[Written instruction a]: Decide whether each statement below agrees with the essay on Flashman and Burns, answering yes or no and quoting the words of the essay that settle it. (i) The Flashman Papers is a twelve-novel series by George MacDonald Fraser. (ii) After his first misadventure in the British army, Flashman is posted to Ireland. (iii) Clarinda was permanently the Mistress of Burns's soul.

[Excerpt]:
====

They Loved Their Ladies
Blitz Magazine
I've begun to re-read The Flashman Papers. For those of you who have yet to make the discovery, this is George MacDonald Fraser's 12-novel series documenting the life and career of the illustrious Victorian soldier Harry Paget Flashman, who describes himself as "a scoundrel, a liar, a cheat, a thief, a coward—and oh yes, a toady." For all his political incorrectness (or, perhaps, because of it), Flashman will remain fiction’s favourite poltroon, opportunist and party boy.
Flashman never met a woman he wouldn’t sleep with. After his first misadventure in the British army, he is posted to Scotland and billeted with the Morrisons of Paisley. Where he meets their daughter Elspeth, whom he deflowers and is forced to marry. He describes their first meeting as follows: "She was beautiful, fair-haired, blue-eyed and pink-cheeked, and she smiled at me with the open, simple smile of the truly stupid."
I am, however, writing this on Robbie Burns Day, which is when Scottish people remember The Bard, a brilliant poet now revered as an angel. Whether or not he was, he and Flashman do have a few things in common: Both loved women, both couldn’t get enough of women, and what they wrote/said about their woman would today land them in court, facing paternity suits and actions for libel, slander and anything else lawyers could cook up.
Burns delighted in recording his feelings about women—all women. And he had loads of them. There were several Annes and Annas, various Jeans, Megs and Peggys. And Delia, Sylvia, Eliza, Nell, Hannah. There were several Mary’s and Mary Anne’s, a couple of Bonnie’s, plus Eppie Adair, Eppie Macnab and Polly Stewart. And Lizzie, Chloris, Phemie and Nancy. And Phillis and Leslie, Afton & Tibby. A couple of Katy’s and one Clarinda, who was (temporarily) Mistress of his soul.

====

[Entries provided]:
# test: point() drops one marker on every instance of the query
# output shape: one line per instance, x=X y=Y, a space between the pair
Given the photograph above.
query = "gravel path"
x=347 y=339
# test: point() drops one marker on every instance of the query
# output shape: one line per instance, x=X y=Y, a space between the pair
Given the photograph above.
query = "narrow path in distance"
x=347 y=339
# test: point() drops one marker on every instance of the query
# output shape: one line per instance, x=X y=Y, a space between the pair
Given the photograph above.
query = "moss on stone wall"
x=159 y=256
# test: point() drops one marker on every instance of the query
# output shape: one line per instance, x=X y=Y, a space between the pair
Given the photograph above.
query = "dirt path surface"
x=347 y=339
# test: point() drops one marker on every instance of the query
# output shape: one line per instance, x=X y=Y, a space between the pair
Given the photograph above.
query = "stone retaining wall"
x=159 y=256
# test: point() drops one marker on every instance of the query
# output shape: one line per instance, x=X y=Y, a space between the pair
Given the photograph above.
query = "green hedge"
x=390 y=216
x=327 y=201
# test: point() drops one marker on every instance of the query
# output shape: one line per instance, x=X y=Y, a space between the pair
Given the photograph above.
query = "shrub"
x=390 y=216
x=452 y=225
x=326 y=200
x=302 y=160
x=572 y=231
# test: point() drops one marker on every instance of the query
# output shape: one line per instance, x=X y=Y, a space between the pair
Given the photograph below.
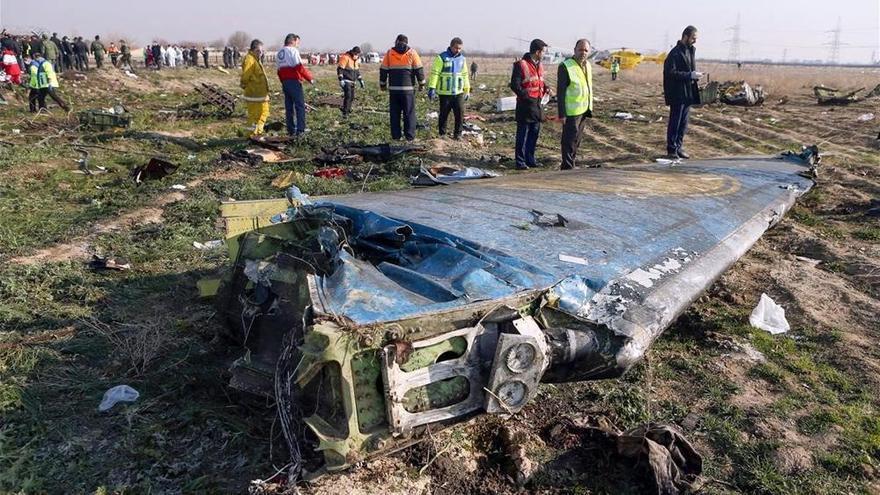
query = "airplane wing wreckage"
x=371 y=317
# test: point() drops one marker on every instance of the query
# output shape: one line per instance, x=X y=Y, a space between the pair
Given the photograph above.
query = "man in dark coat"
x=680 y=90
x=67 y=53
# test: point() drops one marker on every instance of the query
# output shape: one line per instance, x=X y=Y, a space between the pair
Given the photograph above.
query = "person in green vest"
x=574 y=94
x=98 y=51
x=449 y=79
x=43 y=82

====

[Written instruction b]: Count the lines of the records that contain the string "green", treating case as significant, and give only the number.

[Task result a]:
(i) Yes: "George MacDonald Fraser's 12-novel series"
(ii) No: "he is posted to Scotland and billeted with the Morrisons of Paisley"
(iii) No: "one Clarinda, who was (temporarily) Mistress of his soul"

[Task result b]: 2